**Set exercise:** Starting with the line that contains "Place a pin on every instance of the red car" and ending with the last line of the entries below, express only those lines as a JSON list of strings, one string per line, with any blank lines left out.

Data records

* START *

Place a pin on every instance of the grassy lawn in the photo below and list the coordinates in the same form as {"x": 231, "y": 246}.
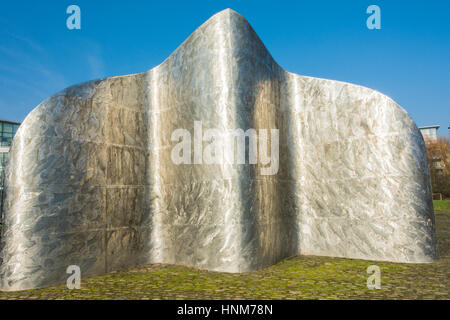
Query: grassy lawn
{"x": 302, "y": 277}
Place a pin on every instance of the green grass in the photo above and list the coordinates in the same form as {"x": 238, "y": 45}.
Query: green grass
{"x": 301, "y": 277}
{"x": 441, "y": 205}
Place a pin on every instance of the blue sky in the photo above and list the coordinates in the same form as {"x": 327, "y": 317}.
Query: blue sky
{"x": 408, "y": 59}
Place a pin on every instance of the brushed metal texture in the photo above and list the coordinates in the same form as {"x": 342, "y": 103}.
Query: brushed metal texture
{"x": 91, "y": 181}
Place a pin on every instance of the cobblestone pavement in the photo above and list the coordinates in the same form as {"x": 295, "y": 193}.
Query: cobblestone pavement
{"x": 302, "y": 277}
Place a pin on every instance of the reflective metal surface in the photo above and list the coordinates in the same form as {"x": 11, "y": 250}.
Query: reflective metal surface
{"x": 91, "y": 181}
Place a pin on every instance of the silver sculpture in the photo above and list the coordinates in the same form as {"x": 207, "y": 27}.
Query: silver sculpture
{"x": 91, "y": 180}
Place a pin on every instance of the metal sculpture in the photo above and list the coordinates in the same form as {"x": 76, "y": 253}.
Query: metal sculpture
{"x": 92, "y": 181}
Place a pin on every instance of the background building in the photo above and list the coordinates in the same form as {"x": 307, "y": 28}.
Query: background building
{"x": 7, "y": 131}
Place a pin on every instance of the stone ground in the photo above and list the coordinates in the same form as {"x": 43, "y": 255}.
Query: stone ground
{"x": 302, "y": 277}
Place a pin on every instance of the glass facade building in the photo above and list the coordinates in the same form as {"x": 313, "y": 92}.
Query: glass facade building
{"x": 7, "y": 131}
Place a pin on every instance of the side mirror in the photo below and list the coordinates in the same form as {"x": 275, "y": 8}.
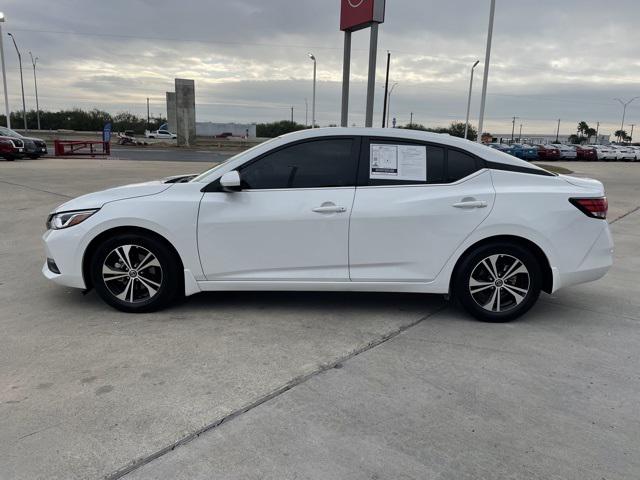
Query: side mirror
{"x": 230, "y": 181}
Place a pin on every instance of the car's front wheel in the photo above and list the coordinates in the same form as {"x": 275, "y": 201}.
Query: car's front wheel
{"x": 135, "y": 273}
{"x": 498, "y": 282}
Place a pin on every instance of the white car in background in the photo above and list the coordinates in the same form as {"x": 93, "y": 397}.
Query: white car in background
{"x": 567, "y": 152}
{"x": 166, "y": 134}
{"x": 340, "y": 209}
{"x": 605, "y": 152}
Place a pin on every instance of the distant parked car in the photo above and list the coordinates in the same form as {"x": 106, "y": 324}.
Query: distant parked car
{"x": 523, "y": 151}
{"x": 500, "y": 146}
{"x": 624, "y": 152}
{"x": 605, "y": 152}
{"x": 160, "y": 134}
{"x": 548, "y": 152}
{"x": 11, "y": 148}
{"x": 586, "y": 153}
{"x": 567, "y": 152}
{"x": 32, "y": 147}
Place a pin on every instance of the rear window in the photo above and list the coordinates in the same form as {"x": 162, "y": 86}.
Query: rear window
{"x": 460, "y": 165}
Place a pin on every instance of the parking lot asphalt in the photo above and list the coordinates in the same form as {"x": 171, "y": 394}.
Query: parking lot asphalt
{"x": 309, "y": 385}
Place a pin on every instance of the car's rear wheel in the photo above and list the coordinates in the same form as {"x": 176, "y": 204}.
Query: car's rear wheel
{"x": 135, "y": 273}
{"x": 498, "y": 282}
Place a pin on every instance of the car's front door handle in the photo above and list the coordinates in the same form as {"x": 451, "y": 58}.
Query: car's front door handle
{"x": 471, "y": 204}
{"x": 329, "y": 209}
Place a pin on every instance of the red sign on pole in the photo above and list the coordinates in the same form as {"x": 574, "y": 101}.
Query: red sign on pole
{"x": 357, "y": 14}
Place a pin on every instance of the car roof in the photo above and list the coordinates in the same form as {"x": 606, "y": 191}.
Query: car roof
{"x": 475, "y": 148}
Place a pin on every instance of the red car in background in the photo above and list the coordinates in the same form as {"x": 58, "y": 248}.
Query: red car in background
{"x": 586, "y": 154}
{"x": 548, "y": 152}
{"x": 11, "y": 148}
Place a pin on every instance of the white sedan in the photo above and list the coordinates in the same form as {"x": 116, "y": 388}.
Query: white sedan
{"x": 161, "y": 134}
{"x": 378, "y": 210}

* END *

**Solution to the problem:**
[
  "Place a pin on every instance of the red car in background in the photo above and list the coordinates in the same form as {\"x\": 58, \"y\": 248}.",
  "Query: red car in background",
  "{\"x\": 586, \"y\": 154}",
  "{\"x\": 548, \"y\": 152}",
  "{\"x\": 11, \"y\": 148}",
  "Place a pin on every instance of the white sedan in the photo above and list the coordinates in the same form as {\"x\": 116, \"y\": 388}.",
  "Query: white sedan",
  "{\"x\": 161, \"y\": 134}",
  "{\"x\": 378, \"y\": 210}"
]